**Records for the task**
....

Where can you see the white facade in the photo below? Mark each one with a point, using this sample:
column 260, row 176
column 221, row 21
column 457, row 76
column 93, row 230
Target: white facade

....

**Work item**
Reproduce exactly the stretch of lines that starts at the one containing "column 221, row 21" and ends with the final line of the data, including both ends and nothing more.

**Problem solution**
column 221, row 21
column 457, row 76
column 93, row 230
Target: white facade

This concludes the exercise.